- _WORK TASK_: The output has to be the full set of records, reproduced exactly, minus any picture.

#### DATA EXTRACT

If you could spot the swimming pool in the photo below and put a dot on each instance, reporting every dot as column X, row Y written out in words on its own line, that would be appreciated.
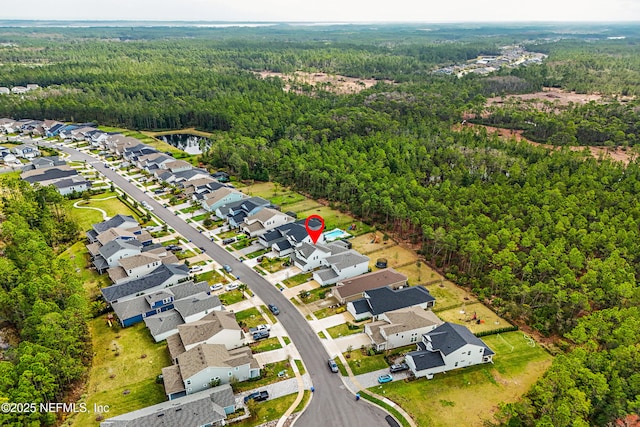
column 335, row 234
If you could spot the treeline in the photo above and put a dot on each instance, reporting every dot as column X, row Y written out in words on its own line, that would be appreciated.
column 611, row 123
column 42, row 300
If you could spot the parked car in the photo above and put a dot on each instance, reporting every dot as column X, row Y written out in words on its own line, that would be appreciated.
column 260, row 328
column 386, row 378
column 274, row 309
column 260, row 335
column 258, row 396
column 399, row 367
column 232, row 286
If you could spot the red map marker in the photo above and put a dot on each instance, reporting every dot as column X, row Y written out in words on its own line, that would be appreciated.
column 315, row 228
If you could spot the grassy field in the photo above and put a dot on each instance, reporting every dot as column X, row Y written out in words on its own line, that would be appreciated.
column 125, row 365
column 269, row 410
column 475, row 391
column 489, row 320
column 447, row 294
column 78, row 255
column 395, row 255
column 251, row 317
column 419, row 273
column 336, row 219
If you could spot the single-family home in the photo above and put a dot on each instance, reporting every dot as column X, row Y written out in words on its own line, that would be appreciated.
column 208, row 364
column 353, row 288
column 382, row 300
column 401, row 327
column 234, row 213
column 124, row 222
column 217, row 327
column 264, row 220
column 141, row 308
column 341, row 266
column 220, row 197
column 447, row 347
column 163, row 276
column 207, row 408
column 26, row 151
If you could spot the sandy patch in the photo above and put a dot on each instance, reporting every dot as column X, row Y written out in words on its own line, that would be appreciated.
column 330, row 82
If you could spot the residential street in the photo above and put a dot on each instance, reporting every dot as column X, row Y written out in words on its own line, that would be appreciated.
column 332, row 403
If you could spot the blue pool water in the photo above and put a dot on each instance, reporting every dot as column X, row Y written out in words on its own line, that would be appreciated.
column 335, row 234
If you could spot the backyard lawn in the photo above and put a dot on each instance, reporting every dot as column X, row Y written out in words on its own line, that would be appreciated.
column 125, row 365
column 476, row 391
column 396, row 256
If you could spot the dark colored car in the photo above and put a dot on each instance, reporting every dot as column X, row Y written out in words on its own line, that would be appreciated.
column 258, row 396
column 260, row 335
column 274, row 309
column 399, row 367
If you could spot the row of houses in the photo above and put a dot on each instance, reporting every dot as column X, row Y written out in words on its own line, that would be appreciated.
column 47, row 171
column 205, row 342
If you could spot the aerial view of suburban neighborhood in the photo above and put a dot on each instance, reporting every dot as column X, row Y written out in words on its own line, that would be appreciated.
column 319, row 225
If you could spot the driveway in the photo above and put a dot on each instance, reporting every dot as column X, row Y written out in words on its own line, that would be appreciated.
column 330, row 392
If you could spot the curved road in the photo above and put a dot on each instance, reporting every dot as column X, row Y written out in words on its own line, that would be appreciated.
column 332, row 403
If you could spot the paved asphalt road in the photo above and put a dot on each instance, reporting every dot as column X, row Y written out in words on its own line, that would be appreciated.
column 332, row 404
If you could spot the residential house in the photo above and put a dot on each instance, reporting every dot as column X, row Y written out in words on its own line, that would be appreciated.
column 124, row 222
column 25, row 151
column 217, row 327
column 264, row 220
column 207, row 408
column 206, row 364
column 401, row 328
column 220, row 197
column 341, row 266
column 234, row 213
column 447, row 347
column 141, row 308
column 382, row 300
column 353, row 288
column 163, row 276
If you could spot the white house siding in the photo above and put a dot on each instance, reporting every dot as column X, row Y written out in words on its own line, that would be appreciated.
column 229, row 338
column 202, row 380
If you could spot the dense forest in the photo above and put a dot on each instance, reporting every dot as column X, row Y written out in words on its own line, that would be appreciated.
column 548, row 238
column 42, row 299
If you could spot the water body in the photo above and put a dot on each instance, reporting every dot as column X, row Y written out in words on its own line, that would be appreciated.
column 191, row 144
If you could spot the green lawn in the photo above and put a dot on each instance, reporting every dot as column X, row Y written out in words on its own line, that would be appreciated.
column 475, row 391
column 125, row 365
column 343, row 330
column 250, row 317
column 297, row 280
column 269, row 410
column 265, row 345
column 269, row 375
column 231, row 297
column 78, row 256
column 361, row 364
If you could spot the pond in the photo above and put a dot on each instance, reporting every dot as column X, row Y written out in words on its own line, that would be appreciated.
column 188, row 143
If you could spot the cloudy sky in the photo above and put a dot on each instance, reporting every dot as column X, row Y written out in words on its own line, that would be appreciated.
column 327, row 10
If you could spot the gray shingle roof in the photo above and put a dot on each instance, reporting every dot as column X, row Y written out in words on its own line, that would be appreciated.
column 383, row 299
column 193, row 410
column 156, row 278
column 163, row 322
column 449, row 337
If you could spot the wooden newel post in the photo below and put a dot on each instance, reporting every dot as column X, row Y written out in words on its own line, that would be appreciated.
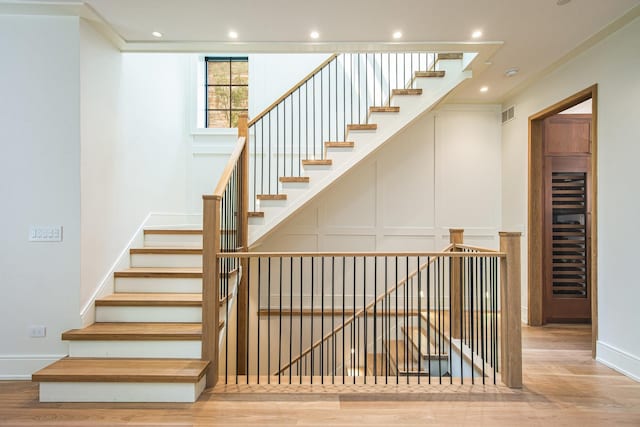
column 510, row 306
column 243, row 243
column 210, row 285
column 456, row 237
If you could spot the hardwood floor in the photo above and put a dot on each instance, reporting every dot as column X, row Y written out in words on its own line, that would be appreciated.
column 563, row 387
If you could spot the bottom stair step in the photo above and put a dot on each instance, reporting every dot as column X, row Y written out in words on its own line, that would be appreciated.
column 122, row 380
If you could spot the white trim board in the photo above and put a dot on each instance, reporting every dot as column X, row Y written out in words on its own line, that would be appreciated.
column 21, row 366
column 618, row 360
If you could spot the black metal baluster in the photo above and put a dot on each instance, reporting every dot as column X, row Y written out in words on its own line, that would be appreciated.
column 280, row 320
column 353, row 368
column 333, row 316
column 269, row 323
column 301, row 317
column 343, row 303
column 429, row 315
column 291, row 315
column 258, row 349
column 364, row 307
column 247, row 314
column 312, row 314
column 396, row 316
column 419, row 273
column 269, row 158
column 322, row 360
column 375, row 320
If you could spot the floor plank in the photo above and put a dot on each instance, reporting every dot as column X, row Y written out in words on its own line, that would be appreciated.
column 563, row 386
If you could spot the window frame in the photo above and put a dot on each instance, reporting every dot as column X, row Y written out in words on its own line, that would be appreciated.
column 231, row 85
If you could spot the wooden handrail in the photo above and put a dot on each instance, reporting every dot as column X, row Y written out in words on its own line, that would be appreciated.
column 445, row 252
column 293, row 89
column 228, row 169
column 362, row 310
column 475, row 248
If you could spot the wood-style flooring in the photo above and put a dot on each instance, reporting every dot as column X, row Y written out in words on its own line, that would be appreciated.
column 563, row 387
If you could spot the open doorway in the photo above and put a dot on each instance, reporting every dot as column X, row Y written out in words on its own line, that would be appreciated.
column 562, row 212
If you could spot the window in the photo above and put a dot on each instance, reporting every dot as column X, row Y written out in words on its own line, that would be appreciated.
column 227, row 90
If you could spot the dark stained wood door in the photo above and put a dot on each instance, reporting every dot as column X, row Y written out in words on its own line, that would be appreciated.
column 567, row 228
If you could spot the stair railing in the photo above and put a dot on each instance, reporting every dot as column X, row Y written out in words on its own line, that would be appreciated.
column 318, row 109
column 366, row 317
column 224, row 229
column 361, row 313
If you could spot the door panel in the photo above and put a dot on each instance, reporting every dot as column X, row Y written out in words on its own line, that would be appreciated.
column 567, row 295
column 567, row 134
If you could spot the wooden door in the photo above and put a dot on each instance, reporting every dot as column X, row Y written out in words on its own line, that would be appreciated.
column 567, row 228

########

- _SOLUTION TO THIS EXERCISE_:
If you could spot the swimming pool in the photo below and put a dot on each instance, reporting every dot as column X, row Y written out in words on its own line, that would be appreciated.
column 335, row 234
If you could spot the treeline in the photo above and put a dot on each instance, reporting every dot as column X, row Y written out in words on its own line, that would be appreciated.
column 611, row 123
column 42, row 300
If you could spot the parked car in the photo above and put a dot on each instance, reporting every dot as column X, row Y written out in words on its own line, that would be appreciated.
column 260, row 328
column 386, row 378
column 274, row 309
column 260, row 335
column 258, row 396
column 399, row 367
column 232, row 286
If you could spot the red map marker in the photo above and put a dot on each instance, reporting every dot as column X, row Y written out in words on its own line, that would be appreciated.
column 315, row 228
If you could spot the grassy field in the photo above and put a dot on each instance, reporting every dot as column X, row Y written out in words on its own line, that would be appreciated.
column 125, row 365
column 269, row 410
column 475, row 391
column 489, row 320
column 447, row 294
column 78, row 255
column 395, row 255
column 251, row 317
column 419, row 273
column 336, row 219
If you could spot the single-family home in the photo above and put a dot on each instance, reporting every dot as column X, row Y written out in words on its own line, that would be appreciated.
column 208, row 364
column 353, row 288
column 382, row 300
column 401, row 327
column 234, row 213
column 124, row 222
column 217, row 327
column 264, row 220
column 141, row 308
column 341, row 266
column 220, row 197
column 447, row 347
column 163, row 276
column 207, row 408
column 26, row 151
If you could spot the sandy patch in the photo above and put a dot on each instance, reporting every dot as column X, row Y written out in words on its own line, that would be appreciated.
column 330, row 82
If you could spot the residential street in the photo above and put a dot on each instance, reporting every dot as column X, row Y written out in words on its own line, that would be appreciated.
column 332, row 403
If you could spot the blue pool water in the photo above and put a dot on each instance, reporting every dot as column X, row Y written out in words on its own line, that would be appreciated.
column 335, row 234
If you could spot the backyard lawn in the photo above and put a dot on each instance, reporting every dot as column X, row Y written out in words on its own line, that would be appreciated.
column 125, row 365
column 476, row 391
column 396, row 256
If you could spot the dark colored car in the photo above and put a dot on each instance, reporting every dot as column X, row Y written out in words on its own line, that would be appreciated.
column 258, row 396
column 260, row 335
column 274, row 309
column 399, row 367
If you could spot the row of houses in the photo above and put a dot on each instance, reporting every dot as column X, row Y written out in words on its own line, that would be appreciated.
column 47, row 171
column 205, row 342
If you could spot the aerial view of suburban neighborhood in the photo above and put a dot on each instance, reporting every dot as column X, row Y written out in words on its own line, that would be appreciated.
column 319, row 225
If you could spot the driveway in the photo above and put a dot on each instance, reporting every dot as column X, row Y written out in words on its own line, that would be appreciated.
column 330, row 392
If you could spot the curved road in the photo above and put a dot on each instance, reporting every dot as column X, row Y written out in words on its own line, that would be appreciated.
column 332, row 403
If you could spot the paved asphalt road in the photo above and put a dot on each instance, reporting every dot as column X, row Y written out in words on its own line, that would be appreciated.
column 332, row 404
If you could spot the residential house in the photo above and put a dot on each instance, reporting every dot as column X, row Y written out in words on its own line, that would be appreciated.
column 124, row 222
column 25, row 151
column 217, row 327
column 264, row 220
column 207, row 408
column 206, row 364
column 401, row 328
column 220, row 197
column 341, row 266
column 234, row 213
column 447, row 347
column 141, row 308
column 382, row 300
column 353, row 288
column 163, row 276
If you could spot the white house siding in the photo above and put a dot on each instance, reporting every dot as column X, row Y written out in words on its own line, that would be appreciated.
column 229, row 338
column 202, row 380
If you could spot the dense forest in the photo above and put a dot on each instance, reporting every dot as column X, row Y written out in words on its own line, that would be appreciated.
column 548, row 238
column 42, row 299
If you could spot the water body in the photo above and put a dot on each instance, reporting every dot as column X, row Y written out in words on its own line, that would be appreciated.
column 191, row 144
If you could spot the green lawn in the photo above and put a dot on each instance, reporting every dot as column X, row Y written out in words on its own line, that would be appreciated.
column 475, row 391
column 125, row 365
column 343, row 330
column 250, row 317
column 297, row 280
column 269, row 410
column 265, row 345
column 269, row 375
column 231, row 297
column 78, row 256
column 361, row 364
If you could spot the pond in the photo above and put a dot on each instance, reporting every dot as column X, row Y written out in words on its own line, that would be appreciated.
column 188, row 143
If you could spot the cloudy sky in the photo above and put a dot on each instance, reporting every dot as column X, row Y written out in words on its own line, that would be appreciated.
column 327, row 10
If you could spot the gray shingle roof in the photo above and put a dot on each instance, reporting every dot as column X, row Y written out in words on its own line, that would be appreciated.
column 383, row 299
column 193, row 410
column 156, row 278
column 163, row 322
column 449, row 337
If you could spot the wooden newel post in the photo below and put a dot on each instance, reporting every dot as column X, row Y written out in words on its own line, that would be appreciated.
column 510, row 306
column 243, row 243
column 210, row 285
column 456, row 237
If you could spot the hardwood floor in the photo above and put a dot on each instance, reporting every dot as column X, row Y written out in words on its own line, that would be appreciated.
column 563, row 387
If you could spot the bottom stair step in the photo above and put a dot on each instance, reporting every dot as column X, row Y written out in words on its own line, that would be appreciated.
column 122, row 380
If you could spot the white trim board in the photo above and put a dot on each instance, reporting every dot as column X, row Y written out in words on its own line, that would be appreciated.
column 21, row 366
column 618, row 360
If you could spot the black metal baluster in the photo above and put a dot on each instance, reporting every dot as column X, row Y written out in words on its own line, that would be appreciated.
column 280, row 320
column 353, row 368
column 333, row 316
column 269, row 323
column 301, row 317
column 343, row 303
column 429, row 315
column 291, row 315
column 258, row 349
column 364, row 307
column 247, row 314
column 312, row 314
column 396, row 316
column 419, row 273
column 269, row 158
column 322, row 360
column 375, row 320
If you could spot the floor plank in the photo above and put a dot on each instance, reporting every dot as column X, row Y written out in words on its own line, that would be appreciated.
column 563, row 386
If you could spot the window frame in the photo above and put a dot on each instance, reporting every dot as column X, row Y written out in words on its own line, that would be appreciated.
column 231, row 85
If you could spot the wooden handrail in the photo above and put a dot on each instance, reporting every dot as column X, row Y written out in words on its own line, that would be appreciated.
column 445, row 252
column 293, row 89
column 228, row 169
column 362, row 310
column 475, row 248
If you could spot the wood-style flooring in the photo above and put a dot on each instance, reporting every dot as column X, row Y written out in words on its own line, that would be appreciated.
column 563, row 387
If you could spot the open doorway in the photo above and put a dot on each instance, reporting every dot as column X, row Y written out in words on its own line, that would be appreciated.
column 562, row 212
If you could spot the window in the photo above and put a dot on each instance, reporting every dot as column X, row Y written out in words on its own line, that would be appreciated.
column 227, row 90
If you could spot the dark stained wood door in the photo above and put a dot on each instance, reporting every dot as column X, row Y written out in words on its own line, that would be appreciated.
column 567, row 228
If you could spot the stair railing in the photo above and put a dot on each instance, reporting every dot as column X, row Y written out in words on its own line, that would be appreciated.
column 318, row 109
column 366, row 317
column 224, row 229
column 361, row 313
If you could spot the door panel in the photo above and put a dot on each instance, reporting every dot as column X, row Y written out in words on its own line, that would be appreciated.
column 567, row 295
column 567, row 134
If you could spot the wooden door in the photo above and put a dot on each instance, reporting every dot as column X, row Y written out in words on its own line, that would be appreciated.
column 567, row 228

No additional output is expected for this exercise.